== TASK SET ==
• 1. Translate this sentence from the Keith Westcott profile into Spanish: "Today, Amgen has over 15,000 employees worldwide."
• 2. In the Keith Westcott profile, reproduce the stretch from "Westcott, an LAS" through "precious work space." with no changes.

Keith Westcott arrived at Amgen in 1986, just three years before this small, upstart biotechnology company started producing Epogen, a genetically engineered drug that boosts red blood cell counts in patients suffering from anemia. After Epogen hit the market, the company soared, and today it is one of the largest pharmaceutical companies in the world.
Besides bringing biotech benefits to patients, Amgen’s success was a boon to early employees like Westcott; but since his retirement in 1999, Westcott has not rested on his good fortune. He has used both his industrial experience and earnings during his Amgen years to give back, and one of the major beneficiaries has been his alma mater—the University of Illinois. This generosity of spirit has earned him the 2010 LAS Distinguished Service Award.
Westcott, an LAS alum in biochemistry, came to Amgen when it had fewer than 250 employees. In the early days, some workers rode bikes or clunker cars to work, and space was at a premium as scientists used tape on lab benches to mark off their 2 feet of precious work space.
Today, Amgen has over 15,000 employees worldwide. The company’s four leased office buildings when Westcott first arrived have expanded to a research campus that includes over 40 buildings, a large health club/spa (with on-site massages), seven cafeterias, an on-site childcare center, and even a dry cleaner and shoe repair service.
When Westcott came to Amgen, “it was a breath of fresh air,” he recalls. “There was a lot of excitement, a sense that we were creating a new industry. Everyone knew each other, all of the way from the chief executive officer through the dishwashers.”
This kind of camaraderie struck a familiar note with Westcott, for he found the same collegiality during his years as a graduate student at Illinois. But the road to U of I was not an easy one. Ironically, when Westcott applied to Illinois as an undergraduate in 1970, he was turned away. The Vietnam War was still raging, and with so many draft-age men applying for college, Illinois set up a lottery for those seeking to get in. Westcott did not make it.
So he turned to his backup school, the University of California at Berkeley, where he decided to merge his interests in both biology and chemistry by majoring in biochemistry—the chemistry of life.
“It was good timing,” Westcott says. “Scientists had just discovered the genetic code when I was in high school. And while I was an undergraduate, all of the work leading up to the biotech revolution was going on.”
When it came time to move on to graduate school, Westcott decided to take another stab at the U of I, and this time he had no trouble getting into the graduate program in biochemistry.

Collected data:
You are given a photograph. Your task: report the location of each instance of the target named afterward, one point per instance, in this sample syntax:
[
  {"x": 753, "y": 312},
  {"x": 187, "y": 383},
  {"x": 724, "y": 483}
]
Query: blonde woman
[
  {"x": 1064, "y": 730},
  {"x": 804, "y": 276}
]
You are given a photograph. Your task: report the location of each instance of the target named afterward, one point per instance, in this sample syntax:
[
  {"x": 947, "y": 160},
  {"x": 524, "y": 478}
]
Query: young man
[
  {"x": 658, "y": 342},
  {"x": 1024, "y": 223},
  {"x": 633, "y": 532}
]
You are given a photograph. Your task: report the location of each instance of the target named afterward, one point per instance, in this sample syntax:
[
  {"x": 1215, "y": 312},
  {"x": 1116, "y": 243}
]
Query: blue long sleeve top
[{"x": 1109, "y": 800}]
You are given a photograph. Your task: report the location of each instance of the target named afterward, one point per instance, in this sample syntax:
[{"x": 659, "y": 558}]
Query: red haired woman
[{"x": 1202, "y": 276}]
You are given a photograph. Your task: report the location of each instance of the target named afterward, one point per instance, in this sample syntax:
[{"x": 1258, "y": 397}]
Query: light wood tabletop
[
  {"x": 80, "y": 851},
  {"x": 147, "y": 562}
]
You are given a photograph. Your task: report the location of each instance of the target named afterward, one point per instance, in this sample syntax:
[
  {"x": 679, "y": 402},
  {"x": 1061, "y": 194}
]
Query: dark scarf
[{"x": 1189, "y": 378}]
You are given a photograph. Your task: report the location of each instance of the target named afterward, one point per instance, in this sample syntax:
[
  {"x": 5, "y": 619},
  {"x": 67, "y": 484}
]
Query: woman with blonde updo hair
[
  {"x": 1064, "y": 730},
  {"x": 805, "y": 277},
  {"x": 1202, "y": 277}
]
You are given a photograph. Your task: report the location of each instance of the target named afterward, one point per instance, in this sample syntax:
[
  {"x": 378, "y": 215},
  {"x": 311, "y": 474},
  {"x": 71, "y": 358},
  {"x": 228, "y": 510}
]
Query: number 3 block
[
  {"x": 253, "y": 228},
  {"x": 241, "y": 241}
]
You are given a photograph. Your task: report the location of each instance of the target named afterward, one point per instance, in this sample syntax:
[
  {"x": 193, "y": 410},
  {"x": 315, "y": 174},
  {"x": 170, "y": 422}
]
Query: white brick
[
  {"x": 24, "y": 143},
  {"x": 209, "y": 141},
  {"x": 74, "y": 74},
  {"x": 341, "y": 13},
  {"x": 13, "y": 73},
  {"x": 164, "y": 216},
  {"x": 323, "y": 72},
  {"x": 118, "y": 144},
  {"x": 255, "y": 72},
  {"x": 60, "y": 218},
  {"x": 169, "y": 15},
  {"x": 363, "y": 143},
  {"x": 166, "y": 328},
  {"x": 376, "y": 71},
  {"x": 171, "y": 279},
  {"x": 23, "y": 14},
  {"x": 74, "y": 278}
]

== RESULTS OF THE TASKS ==
• 1. Hoy, Amgen tiene más de 15.000 empleados en todo el mundo.

• 2.
Westcott, an LAS alum in biochemistry, came to Amgen when it had fewer than 250 employees. In the early days, some workers rode bikes or clunker cars to work, and space was at a premium as scientists used tape on lab benches to mark off their 2 feet of precious work space.